— Task statement —
Print nothing but the lines below starting at the line that holds "label the man, a point per instance." and ending at the line that holds "label the wrist, a point per instance.", including both, each exactly as written.

— Available data —
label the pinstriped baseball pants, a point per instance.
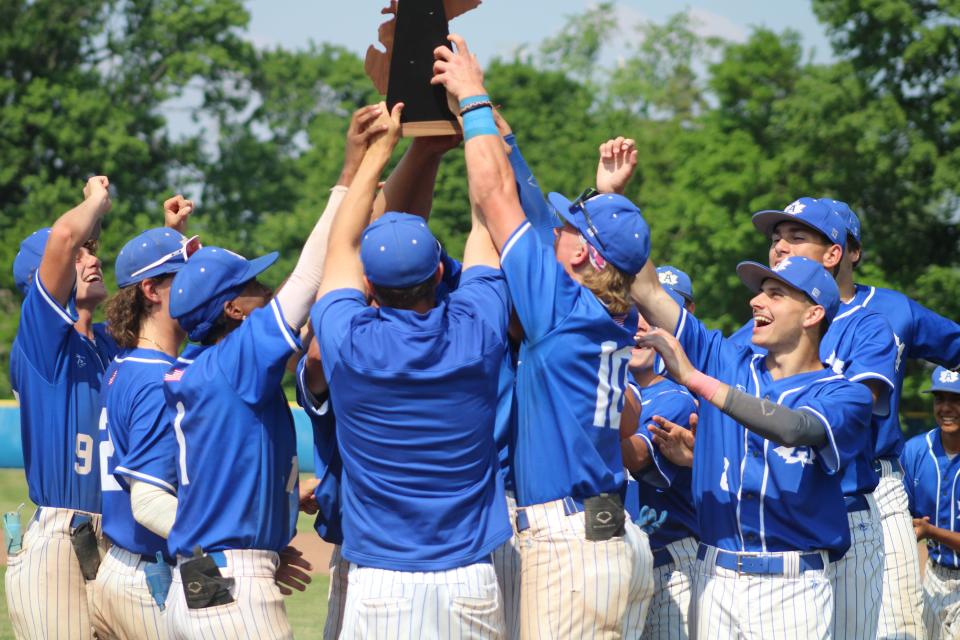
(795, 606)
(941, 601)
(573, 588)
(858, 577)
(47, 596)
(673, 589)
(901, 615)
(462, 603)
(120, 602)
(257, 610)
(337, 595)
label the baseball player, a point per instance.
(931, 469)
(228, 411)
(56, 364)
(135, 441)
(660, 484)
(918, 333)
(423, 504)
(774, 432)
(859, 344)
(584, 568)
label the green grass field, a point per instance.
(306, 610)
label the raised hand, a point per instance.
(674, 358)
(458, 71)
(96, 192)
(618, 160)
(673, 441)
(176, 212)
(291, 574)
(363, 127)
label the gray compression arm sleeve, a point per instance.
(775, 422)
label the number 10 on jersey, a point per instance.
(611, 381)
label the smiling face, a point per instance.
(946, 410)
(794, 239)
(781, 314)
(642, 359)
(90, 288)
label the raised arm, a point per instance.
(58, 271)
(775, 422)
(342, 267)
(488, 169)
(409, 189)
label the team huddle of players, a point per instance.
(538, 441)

==

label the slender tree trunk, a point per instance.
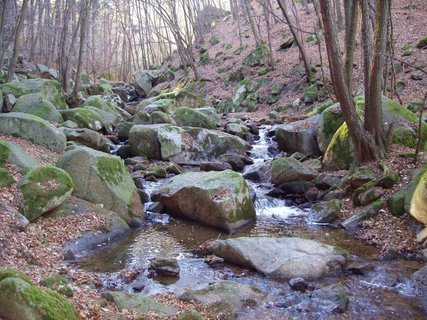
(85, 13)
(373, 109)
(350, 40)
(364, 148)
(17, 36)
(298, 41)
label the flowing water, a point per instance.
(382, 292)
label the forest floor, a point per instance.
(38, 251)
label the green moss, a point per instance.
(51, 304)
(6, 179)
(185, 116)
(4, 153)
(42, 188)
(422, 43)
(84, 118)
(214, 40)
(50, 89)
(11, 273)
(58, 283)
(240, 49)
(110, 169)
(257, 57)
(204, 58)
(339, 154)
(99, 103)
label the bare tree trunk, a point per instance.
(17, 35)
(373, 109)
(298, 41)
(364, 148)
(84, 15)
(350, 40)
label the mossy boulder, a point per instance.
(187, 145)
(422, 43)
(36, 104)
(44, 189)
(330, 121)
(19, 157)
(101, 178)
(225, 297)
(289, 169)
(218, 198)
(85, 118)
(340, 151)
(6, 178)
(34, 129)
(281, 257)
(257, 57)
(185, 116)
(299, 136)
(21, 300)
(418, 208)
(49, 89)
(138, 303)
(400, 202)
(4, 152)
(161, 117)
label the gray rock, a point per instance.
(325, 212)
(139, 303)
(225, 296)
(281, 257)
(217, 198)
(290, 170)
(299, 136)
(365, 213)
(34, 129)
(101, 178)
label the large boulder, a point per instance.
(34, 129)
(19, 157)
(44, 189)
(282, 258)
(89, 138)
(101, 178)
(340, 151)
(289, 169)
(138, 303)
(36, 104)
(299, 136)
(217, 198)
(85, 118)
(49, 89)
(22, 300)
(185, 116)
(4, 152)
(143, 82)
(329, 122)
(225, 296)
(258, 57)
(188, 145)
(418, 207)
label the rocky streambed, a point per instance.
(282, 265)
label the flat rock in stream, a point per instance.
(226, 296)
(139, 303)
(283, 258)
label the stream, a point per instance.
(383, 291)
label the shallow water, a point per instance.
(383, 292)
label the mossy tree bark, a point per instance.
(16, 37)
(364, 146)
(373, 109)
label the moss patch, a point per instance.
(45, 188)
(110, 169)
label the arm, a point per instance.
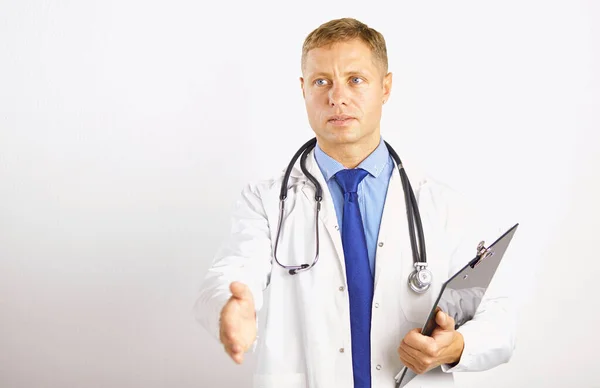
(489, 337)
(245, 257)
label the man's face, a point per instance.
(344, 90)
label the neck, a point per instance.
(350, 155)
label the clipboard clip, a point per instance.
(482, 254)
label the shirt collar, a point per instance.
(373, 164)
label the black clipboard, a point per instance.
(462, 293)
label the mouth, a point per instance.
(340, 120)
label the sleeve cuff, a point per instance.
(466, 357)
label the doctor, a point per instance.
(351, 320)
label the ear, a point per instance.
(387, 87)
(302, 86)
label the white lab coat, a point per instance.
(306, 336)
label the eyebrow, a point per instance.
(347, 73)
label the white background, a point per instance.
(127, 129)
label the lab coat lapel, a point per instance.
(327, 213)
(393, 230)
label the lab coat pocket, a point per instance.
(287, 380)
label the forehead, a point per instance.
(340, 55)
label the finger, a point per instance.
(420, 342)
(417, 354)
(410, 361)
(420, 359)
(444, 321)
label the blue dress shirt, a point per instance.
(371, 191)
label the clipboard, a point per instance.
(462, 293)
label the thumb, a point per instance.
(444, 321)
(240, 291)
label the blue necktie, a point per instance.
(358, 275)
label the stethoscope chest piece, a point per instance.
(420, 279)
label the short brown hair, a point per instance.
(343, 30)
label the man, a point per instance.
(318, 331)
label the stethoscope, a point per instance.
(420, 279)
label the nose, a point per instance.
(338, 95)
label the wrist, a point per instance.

— Result of the exercise —
label the man, a point per instance.
(318, 331)
label the stethoscope, a point per instance.
(420, 279)
label the nose, a point per instance.
(338, 95)
label the wrist, a point per instance.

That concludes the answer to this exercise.